From the records below, state how many lines hold the string "person", without any other text.
□ □ □
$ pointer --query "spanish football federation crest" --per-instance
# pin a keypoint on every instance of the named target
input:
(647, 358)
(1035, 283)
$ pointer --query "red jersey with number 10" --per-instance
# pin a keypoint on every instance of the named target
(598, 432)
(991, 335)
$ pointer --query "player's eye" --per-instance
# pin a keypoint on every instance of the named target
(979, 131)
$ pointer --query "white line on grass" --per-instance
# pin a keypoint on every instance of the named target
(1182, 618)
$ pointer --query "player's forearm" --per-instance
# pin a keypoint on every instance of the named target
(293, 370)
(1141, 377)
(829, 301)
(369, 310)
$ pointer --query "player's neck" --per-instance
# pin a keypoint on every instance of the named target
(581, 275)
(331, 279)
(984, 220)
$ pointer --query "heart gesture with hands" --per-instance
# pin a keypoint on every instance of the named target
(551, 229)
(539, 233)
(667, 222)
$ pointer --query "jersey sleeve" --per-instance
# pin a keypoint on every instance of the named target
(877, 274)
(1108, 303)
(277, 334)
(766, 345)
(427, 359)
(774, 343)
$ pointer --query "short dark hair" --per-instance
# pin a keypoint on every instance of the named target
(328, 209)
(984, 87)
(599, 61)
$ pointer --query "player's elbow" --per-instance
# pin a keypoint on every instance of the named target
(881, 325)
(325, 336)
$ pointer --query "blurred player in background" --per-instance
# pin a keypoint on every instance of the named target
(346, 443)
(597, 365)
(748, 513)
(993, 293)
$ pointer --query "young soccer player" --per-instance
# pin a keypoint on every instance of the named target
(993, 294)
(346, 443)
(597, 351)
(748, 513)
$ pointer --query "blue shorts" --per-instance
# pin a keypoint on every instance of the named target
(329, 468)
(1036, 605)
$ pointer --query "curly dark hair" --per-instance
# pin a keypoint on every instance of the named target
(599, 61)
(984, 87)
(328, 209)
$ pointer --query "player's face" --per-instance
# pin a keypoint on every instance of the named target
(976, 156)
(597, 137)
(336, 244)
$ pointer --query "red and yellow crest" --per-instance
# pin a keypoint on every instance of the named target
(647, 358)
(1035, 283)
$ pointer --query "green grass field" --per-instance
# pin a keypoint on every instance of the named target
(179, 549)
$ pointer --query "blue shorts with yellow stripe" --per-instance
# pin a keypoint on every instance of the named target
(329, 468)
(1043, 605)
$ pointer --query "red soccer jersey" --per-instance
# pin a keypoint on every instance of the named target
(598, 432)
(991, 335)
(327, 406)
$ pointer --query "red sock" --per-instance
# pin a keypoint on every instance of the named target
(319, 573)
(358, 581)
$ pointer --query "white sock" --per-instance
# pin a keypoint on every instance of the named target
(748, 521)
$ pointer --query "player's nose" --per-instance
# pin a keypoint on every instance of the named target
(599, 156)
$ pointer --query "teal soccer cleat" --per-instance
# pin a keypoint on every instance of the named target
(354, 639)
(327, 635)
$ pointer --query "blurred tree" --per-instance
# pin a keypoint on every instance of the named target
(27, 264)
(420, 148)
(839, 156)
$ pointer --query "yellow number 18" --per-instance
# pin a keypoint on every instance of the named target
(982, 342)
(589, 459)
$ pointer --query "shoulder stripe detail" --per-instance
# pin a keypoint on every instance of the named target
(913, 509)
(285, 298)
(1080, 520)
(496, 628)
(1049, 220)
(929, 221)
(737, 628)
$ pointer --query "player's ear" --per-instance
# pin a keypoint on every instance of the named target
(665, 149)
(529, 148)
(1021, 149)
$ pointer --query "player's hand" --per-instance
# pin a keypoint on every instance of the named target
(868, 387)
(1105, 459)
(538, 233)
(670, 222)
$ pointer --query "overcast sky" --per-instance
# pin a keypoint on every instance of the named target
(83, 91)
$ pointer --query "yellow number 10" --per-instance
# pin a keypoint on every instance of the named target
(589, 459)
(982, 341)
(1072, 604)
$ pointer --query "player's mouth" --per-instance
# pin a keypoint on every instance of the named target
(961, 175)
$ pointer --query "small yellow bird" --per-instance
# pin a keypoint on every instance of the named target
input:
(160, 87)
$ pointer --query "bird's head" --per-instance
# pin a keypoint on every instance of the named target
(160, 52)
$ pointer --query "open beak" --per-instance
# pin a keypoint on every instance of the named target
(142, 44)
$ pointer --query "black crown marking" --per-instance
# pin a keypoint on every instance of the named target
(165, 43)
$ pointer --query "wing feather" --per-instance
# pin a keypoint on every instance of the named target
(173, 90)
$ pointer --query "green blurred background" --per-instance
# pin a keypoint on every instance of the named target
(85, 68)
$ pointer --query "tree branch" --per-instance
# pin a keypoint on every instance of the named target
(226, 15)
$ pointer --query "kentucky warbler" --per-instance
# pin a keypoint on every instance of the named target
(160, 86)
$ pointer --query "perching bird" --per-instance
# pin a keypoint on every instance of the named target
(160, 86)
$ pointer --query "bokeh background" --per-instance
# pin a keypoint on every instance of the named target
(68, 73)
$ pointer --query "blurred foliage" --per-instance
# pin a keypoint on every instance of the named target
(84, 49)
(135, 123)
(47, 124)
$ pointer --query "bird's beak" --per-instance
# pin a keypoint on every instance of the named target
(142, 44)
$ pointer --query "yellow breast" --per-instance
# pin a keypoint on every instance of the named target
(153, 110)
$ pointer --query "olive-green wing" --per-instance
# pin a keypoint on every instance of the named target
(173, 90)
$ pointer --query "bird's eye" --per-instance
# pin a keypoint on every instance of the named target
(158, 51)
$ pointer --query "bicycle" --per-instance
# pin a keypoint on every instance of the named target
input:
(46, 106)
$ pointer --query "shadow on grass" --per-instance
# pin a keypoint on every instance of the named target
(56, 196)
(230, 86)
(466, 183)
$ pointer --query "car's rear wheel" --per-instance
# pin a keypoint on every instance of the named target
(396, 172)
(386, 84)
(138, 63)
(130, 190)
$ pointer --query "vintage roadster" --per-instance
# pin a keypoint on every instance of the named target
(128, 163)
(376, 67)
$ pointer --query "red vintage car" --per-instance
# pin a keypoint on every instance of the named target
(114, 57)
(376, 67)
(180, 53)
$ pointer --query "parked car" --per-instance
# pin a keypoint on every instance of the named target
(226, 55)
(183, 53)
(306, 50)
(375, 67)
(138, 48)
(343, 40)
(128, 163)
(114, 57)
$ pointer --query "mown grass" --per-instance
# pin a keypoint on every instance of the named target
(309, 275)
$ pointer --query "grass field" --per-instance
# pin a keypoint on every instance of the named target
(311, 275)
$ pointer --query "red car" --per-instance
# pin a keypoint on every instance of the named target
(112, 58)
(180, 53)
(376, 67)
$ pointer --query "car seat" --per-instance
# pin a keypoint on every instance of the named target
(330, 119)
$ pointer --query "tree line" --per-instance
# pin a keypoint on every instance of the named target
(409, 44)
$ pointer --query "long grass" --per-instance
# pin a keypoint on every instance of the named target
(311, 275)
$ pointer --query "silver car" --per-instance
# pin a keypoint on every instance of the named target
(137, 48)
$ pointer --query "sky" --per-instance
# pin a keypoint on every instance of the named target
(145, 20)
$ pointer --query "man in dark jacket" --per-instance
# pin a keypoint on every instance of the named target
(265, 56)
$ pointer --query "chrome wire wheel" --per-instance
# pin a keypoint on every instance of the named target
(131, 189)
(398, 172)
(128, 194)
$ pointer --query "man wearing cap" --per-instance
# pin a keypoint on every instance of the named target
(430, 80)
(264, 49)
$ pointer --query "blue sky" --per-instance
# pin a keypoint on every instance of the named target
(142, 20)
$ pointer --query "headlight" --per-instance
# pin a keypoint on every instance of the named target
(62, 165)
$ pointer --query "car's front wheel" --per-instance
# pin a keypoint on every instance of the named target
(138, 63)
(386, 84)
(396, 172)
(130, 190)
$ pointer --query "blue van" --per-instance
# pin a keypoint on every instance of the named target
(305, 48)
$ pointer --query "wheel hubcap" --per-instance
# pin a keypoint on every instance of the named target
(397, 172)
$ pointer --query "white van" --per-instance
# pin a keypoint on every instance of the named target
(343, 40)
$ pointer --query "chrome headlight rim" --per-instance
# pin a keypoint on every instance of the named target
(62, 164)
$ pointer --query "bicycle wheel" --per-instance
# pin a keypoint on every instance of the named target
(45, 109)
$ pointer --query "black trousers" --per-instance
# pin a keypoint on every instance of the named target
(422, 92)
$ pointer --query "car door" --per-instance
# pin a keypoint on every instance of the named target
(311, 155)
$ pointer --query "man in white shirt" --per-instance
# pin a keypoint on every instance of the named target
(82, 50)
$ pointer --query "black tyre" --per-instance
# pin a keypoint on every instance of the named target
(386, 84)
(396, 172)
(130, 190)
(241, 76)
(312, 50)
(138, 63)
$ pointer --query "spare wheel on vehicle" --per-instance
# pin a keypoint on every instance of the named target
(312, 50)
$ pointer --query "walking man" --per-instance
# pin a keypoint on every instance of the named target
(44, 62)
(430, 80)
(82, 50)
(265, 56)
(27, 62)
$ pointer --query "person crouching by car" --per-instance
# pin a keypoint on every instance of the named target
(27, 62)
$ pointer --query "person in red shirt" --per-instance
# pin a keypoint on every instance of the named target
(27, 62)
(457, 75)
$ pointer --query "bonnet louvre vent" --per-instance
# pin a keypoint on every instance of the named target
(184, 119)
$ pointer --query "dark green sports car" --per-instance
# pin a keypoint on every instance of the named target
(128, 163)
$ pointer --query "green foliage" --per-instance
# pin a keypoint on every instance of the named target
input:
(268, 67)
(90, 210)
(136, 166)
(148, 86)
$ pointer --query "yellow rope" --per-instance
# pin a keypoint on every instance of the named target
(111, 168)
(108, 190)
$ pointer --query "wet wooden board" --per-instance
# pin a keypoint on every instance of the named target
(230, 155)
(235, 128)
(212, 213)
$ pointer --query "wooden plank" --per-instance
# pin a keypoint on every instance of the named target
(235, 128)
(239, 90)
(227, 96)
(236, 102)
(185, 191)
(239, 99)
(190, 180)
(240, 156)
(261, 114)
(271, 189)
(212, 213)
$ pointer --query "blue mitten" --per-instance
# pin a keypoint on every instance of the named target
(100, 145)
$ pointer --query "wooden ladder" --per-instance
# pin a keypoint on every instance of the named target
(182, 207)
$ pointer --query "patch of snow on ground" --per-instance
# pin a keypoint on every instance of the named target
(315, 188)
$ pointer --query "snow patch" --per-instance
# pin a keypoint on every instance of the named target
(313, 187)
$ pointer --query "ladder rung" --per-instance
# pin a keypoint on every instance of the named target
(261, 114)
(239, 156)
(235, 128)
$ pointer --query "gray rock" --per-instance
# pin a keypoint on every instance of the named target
□ □ □
• [Your response]:
2